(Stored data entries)
----------------------------------------

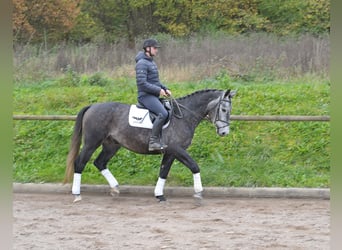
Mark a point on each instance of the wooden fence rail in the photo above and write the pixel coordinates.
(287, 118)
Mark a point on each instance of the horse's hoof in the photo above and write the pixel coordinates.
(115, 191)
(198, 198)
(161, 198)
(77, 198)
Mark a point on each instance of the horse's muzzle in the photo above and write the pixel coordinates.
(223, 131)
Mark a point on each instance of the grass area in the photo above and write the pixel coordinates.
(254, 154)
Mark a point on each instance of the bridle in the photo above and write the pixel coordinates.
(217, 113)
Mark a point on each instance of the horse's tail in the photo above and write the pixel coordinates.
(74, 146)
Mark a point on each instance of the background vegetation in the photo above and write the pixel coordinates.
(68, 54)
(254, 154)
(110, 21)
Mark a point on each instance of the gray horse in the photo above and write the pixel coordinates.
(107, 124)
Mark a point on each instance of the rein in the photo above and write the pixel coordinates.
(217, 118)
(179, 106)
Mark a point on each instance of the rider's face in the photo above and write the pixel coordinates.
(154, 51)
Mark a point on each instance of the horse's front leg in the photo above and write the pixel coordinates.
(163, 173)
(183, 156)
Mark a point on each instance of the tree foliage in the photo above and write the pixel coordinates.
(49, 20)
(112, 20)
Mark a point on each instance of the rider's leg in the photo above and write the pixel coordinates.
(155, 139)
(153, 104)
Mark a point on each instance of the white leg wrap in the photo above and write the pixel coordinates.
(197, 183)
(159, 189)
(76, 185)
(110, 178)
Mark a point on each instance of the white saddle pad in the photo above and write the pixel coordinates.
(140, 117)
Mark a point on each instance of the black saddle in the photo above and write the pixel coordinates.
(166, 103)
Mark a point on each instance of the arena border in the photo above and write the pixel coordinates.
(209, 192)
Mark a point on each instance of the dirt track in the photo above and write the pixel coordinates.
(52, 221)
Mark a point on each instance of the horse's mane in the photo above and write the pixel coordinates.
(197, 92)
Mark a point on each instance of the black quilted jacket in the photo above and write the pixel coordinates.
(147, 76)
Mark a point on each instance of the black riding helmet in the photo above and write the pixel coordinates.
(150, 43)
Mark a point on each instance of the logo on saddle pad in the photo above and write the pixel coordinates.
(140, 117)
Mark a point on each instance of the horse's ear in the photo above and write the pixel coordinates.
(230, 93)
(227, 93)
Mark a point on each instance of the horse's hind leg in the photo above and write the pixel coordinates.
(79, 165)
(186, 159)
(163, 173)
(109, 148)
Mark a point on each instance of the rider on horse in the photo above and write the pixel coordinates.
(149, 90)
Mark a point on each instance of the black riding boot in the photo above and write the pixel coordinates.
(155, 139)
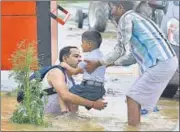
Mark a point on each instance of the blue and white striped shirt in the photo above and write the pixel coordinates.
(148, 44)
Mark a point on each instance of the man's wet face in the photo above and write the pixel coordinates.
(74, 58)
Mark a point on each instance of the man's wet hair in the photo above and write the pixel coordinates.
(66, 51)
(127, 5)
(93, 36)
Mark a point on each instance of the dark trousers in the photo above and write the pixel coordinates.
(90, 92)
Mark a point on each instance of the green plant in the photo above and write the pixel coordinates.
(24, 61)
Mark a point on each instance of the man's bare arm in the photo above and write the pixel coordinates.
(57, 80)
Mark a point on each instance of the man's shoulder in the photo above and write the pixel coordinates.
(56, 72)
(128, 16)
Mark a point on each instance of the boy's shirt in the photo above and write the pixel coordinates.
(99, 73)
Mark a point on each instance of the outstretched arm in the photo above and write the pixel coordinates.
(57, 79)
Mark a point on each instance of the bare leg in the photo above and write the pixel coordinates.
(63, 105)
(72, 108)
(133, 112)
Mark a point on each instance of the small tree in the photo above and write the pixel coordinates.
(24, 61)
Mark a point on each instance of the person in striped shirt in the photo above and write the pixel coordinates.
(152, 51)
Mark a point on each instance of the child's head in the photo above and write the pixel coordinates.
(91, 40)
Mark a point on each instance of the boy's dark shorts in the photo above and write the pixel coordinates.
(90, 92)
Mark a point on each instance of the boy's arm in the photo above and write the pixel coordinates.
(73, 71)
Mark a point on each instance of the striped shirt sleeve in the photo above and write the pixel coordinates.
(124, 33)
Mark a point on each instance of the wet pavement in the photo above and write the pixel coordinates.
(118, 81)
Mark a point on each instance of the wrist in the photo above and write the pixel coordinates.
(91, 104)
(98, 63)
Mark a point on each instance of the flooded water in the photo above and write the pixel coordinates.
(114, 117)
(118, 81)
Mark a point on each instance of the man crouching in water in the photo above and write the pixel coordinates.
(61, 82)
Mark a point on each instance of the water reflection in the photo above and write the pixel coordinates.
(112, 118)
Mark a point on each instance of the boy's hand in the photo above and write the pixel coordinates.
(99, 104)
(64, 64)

----------------------------------------

* Assignment
Your answer must be the records exactly as they stand, with no pictures in it.

* Reply to the exercise
Mark a point on each instance of the wooden fence rail in the photo above and write the pixel coordinates.
(287, 118)
Mark a point on each instance of the horse's hoof in the photo above and write the pixel coordinates.
(115, 191)
(198, 198)
(161, 198)
(77, 198)
Mark a point on each instance of the horse's muzzle in the photo above and write the pixel coordinates.
(223, 131)
Mark a point on each instance of the grass area in the photo above and write the pixel coordinates.
(254, 154)
Mark a point on each instance of the bridle in the photo above and write the pixel coordinates.
(217, 113)
Mark a point on each instance of the horse's tail in the photo above and write the pixel coordinates.
(74, 146)
Mark a point on each instance of the background vegetation in the photo above and write the pixel coordinates.
(68, 54)
(254, 154)
(110, 21)
Mark a point on each instance of the gray horse in the photo above and write the pixel coordinates.
(107, 124)
Mark a point on each instance of the rein in the photo above and write the pixel coordinates.
(217, 118)
(179, 106)
Mark a point on each instance of the rider's face in the photo above and write the pixel coordinates.
(154, 51)
Mark a point on each instance of the horse's front leg in the photo above and write the pixel coordinates.
(163, 173)
(183, 156)
Mark a point on each instance of the tree foliage in the photo above and write the pixel coordinates.
(49, 20)
(112, 20)
Mark a point on each instance of the rider's leg in the photo above and write the pixel coordinates.
(155, 139)
(153, 104)
Mark a point on each instance of the white leg wrap in the photo above and write the pixel coordinates.
(197, 183)
(159, 189)
(76, 185)
(110, 178)
Mark a point on each instance of the white saddle pad in the photo above and write the pixel coordinates.
(140, 117)
Mark a point on each instance of the black saddle in the photo above and write the pixel coordinates.
(166, 103)
Mark a point on each instance of the arena border in the photo above and write the pixel coordinates.
(209, 192)
Mark a point on each instance of the dirt track in the photo above and write the pixel coordinates.
(52, 221)
Mark a point on each instance of the horse's mane in the photo above and write the pixel coordinates.
(197, 92)
Mark a point on each instance of the black quilted jacket in the photo above and write the pixel coordinates.
(147, 76)
Mark a point on each instance of the black riding helmet in the photo above and write the pixel coordinates.
(150, 43)
Mark a point on each instance of the logo on saddle pad in the photo above and write the pixel coordinates.
(140, 117)
Mark a point on each instance of the horse's ear in the photo above and write the pixel coordinates.
(230, 93)
(227, 93)
Mark a point on each instance of the horse's hind leg in the photo above and write the pixel coordinates.
(79, 165)
(186, 159)
(163, 173)
(109, 148)
Mark a point on each instance of the rider on horse in the photo above and write the pixel coordinates.
(149, 90)
Mark a point on each instance of the black riding boot in the photo above and write the pixel coordinates.
(155, 139)
Mark a point on each instance of the blue and white striped shirt in the photo above and write the pixel coordinates.
(148, 44)
Mark a point on each instance of the man's wet face in the photo above and write the pixel coordinates.
(74, 58)
Mark a point on each instance of the man's wet hair in the photo above and write the pixel coordinates.
(66, 51)
(127, 5)
(93, 36)
Mark a point on each instance of the dark trousers in the photo above and write the pixel coordinates.
(90, 92)
Mark a point on each instance of the green plant in the photo above and write the pixel coordinates.
(24, 61)
Mark a point on each instance of the man's bare arm in the photo above and write the pixel coordinates.
(57, 80)
Mark a point on each instance of the man's shoulder in the photo above and write the pixel coordinates.
(56, 72)
(128, 16)
Mark a point on each instance of the boy's shirt in the photo above and write the pixel coordinates.
(99, 73)
Mark a point on each instance of the outstretched arm in the photo above and write the pixel coordinates.
(57, 79)
Mark a point on each instance of the bare leg in the photo above and write the pixel coordinates.
(63, 105)
(72, 108)
(133, 112)
Mark a point on each instance of the small tree in the photo above and write the pixel coordinates.
(24, 61)
Mark a point on each instance of the person in striped shirt in the photo above and write the pixel coordinates.
(152, 51)
Mark a point on each instance of the child's head in the photo above and write the pixel coordinates.
(91, 40)
Mark a point on each instance of the boy's dark shorts in the photo above and write the pixel coordinates.
(90, 92)
Mark a point on each instance of the boy's arm in the photo above and write the pixel coordinates.
(73, 71)
Mark a point on each instance of the striped shirt sleeve in the photo above and write the pixel coordinates.
(124, 33)
Mark a point on each instance of the wet pavement in the photo above and write the pixel coordinates.
(118, 81)
Mark a point on each instance of the wrist in the photo above and write the pixel coordinates.
(91, 104)
(98, 63)
Mark a point on each instance of the flooded water in the photo above and write the pixel coordinates.
(114, 117)
(118, 81)
Mark a point on each instance of the man crouching in water in the photo above and write the pixel coordinates.
(61, 82)
Mark a point on each instance of the water reflection in the photo above and write the pixel coordinates.
(112, 118)
Mark a point on each instance of the boy's hand in the photo above and write the pixel coordinates.
(99, 104)
(64, 64)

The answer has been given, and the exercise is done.